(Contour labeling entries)
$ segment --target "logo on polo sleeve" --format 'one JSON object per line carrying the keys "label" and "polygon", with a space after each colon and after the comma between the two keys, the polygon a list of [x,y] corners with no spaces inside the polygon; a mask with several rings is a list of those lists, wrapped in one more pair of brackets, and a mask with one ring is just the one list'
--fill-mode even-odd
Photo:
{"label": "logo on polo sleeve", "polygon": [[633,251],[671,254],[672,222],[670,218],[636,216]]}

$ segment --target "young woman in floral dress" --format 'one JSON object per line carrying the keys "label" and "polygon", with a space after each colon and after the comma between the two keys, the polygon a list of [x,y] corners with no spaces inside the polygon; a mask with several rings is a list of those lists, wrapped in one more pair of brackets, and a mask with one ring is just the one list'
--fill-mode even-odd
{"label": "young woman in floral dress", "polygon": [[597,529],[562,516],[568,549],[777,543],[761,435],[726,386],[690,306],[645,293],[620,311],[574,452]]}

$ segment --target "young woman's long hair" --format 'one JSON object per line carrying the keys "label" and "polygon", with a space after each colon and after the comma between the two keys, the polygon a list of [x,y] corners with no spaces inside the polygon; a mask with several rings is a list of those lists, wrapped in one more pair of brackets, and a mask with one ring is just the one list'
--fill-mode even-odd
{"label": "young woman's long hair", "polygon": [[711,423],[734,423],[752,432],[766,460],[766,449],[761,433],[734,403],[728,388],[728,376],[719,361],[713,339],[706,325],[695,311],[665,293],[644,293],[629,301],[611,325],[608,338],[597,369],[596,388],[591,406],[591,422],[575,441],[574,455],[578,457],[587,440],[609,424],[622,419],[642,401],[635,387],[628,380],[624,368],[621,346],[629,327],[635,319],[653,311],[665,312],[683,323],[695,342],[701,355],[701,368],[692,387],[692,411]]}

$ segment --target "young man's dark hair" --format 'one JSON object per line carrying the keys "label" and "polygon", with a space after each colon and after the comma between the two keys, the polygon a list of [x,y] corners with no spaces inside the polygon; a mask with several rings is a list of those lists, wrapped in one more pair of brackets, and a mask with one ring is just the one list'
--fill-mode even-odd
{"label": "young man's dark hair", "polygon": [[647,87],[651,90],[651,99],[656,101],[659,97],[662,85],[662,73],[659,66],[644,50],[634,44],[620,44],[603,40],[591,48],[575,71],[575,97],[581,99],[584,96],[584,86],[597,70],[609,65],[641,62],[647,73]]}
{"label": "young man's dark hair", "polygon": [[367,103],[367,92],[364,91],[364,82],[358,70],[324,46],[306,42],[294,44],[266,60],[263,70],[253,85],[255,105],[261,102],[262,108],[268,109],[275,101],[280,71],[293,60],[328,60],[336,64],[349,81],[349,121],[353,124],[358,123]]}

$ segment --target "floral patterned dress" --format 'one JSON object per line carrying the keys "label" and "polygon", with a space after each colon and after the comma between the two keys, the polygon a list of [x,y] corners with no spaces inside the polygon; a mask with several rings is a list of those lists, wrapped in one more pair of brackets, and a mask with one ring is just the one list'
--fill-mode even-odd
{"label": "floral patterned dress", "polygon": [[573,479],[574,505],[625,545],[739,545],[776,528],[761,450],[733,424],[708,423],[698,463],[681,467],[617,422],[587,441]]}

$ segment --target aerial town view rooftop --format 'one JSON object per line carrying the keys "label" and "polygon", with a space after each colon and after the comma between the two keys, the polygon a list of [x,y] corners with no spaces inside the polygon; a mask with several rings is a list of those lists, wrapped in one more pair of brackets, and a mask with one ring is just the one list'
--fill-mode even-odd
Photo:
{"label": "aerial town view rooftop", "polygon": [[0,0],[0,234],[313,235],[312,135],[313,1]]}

* What is needed: The entries above should be repeated exactly, every one of them.

* Complete output:
$ segment --target "logo on polo sleeve" --format 'one JSON object per line carrying the keys "label" and "polygon", with a space after each colon and after the comma between the two keys, the polygon a list of [x,y] corners with no spaces inside the polygon; a mask with several rings is a list of those lists, wrapped in one more pair of brackets, and a mask with one ring is just the one list'
--fill-mode even-odd
Photo:
{"label": "logo on polo sleeve", "polygon": [[633,251],[671,254],[672,222],[670,218],[636,216]]}

$ segment --target "young woman in floral dress" --format 'one JSON object per line carrying the keys "label" and "polygon", with a space after each colon and after the comma between the two keys, the polygon a list of [x,y] corners with no spaces inside the polygon; a mask with several rings is a list of those lists, wrapped in one more pair of brackets, and a mask with one ring is just the one list'
--fill-mode even-odd
{"label": "young woman in floral dress", "polygon": [[597,529],[562,516],[568,549],[777,543],[761,435],[726,386],[690,306],[645,293],[620,311],[574,452]]}

$ segment --target "young woman's long hair" --format 'one JSON object per line carrying the keys "label" and "polygon", with a space after each colon and after the comma between the two keys, the polygon a list of [x,y] corners with no spaces inside the polygon; a mask with several rings is a list of those lists, wrapped in one more pair of brackets, and a mask with one ring is just the one list'
--fill-mode even-odd
{"label": "young woman's long hair", "polygon": [[711,423],[734,423],[752,432],[766,460],[766,449],[761,433],[734,403],[728,388],[728,376],[719,361],[713,339],[706,325],[695,311],[665,293],[644,293],[629,301],[611,325],[608,338],[597,369],[596,388],[591,406],[591,422],[575,441],[574,455],[578,457],[587,440],[609,424],[622,419],[642,401],[635,387],[628,380],[624,368],[621,346],[629,327],[635,319],[653,311],[665,312],[683,323],[695,342],[701,355],[701,368],[692,387],[692,411]]}

$ segment --target "young man's dark hair" --format 'one JSON object per line carrying the keys "label" and "polygon", with a space after each colon and after the comma between the two keys, the polygon a list of [x,y] corners with no spaces inside the polygon; a mask with several rings is a list of those lists, wrapped in one more pair of brackets, and a mask with one ring is just the one list'
--fill-mode even-odd
{"label": "young man's dark hair", "polygon": [[647,87],[651,90],[651,99],[656,101],[659,97],[662,85],[662,73],[659,66],[644,50],[634,44],[620,44],[603,40],[591,48],[575,71],[575,97],[581,99],[584,96],[584,86],[597,70],[609,65],[641,62],[647,73]]}
{"label": "young man's dark hair", "polygon": [[367,103],[367,92],[364,91],[364,82],[358,70],[324,46],[306,42],[294,44],[266,60],[263,70],[253,85],[255,105],[261,102],[262,108],[268,109],[275,101],[280,71],[293,60],[328,60],[336,64],[349,81],[349,121],[353,124],[358,123]]}

$ segment --target "floral patterned dress" --format 'one JSON object per line carrying the keys "label" and "polygon", with a space after each colon and after the comma between the two keys, the polygon a list of [x,y] corners with no spaces inside the polygon; a mask with several rings is a list of those lists, wrapped in one more pair of brackets, and a mask with one ring is just the one list'
--fill-mode even-odd
{"label": "floral patterned dress", "polygon": [[573,479],[574,505],[625,545],[739,545],[776,528],[761,450],[733,424],[708,423],[698,463],[681,467],[617,422],[587,441]]}

$ segment --target aerial town view rooftop --format 'one JSON object per line carrying the keys "label" and "polygon", with a space after each colon and after the comma between the two keys, the polygon a list of [x,y] corners with no spaces inside the polygon; a mask with several rings is a list of those lists, wrapped in one more pair of brackets, and a mask with one ring is just the one list'
--fill-mode even-odd
Photo:
{"label": "aerial town view rooftop", "polygon": [[0,0],[0,234],[313,235],[312,135],[313,1]]}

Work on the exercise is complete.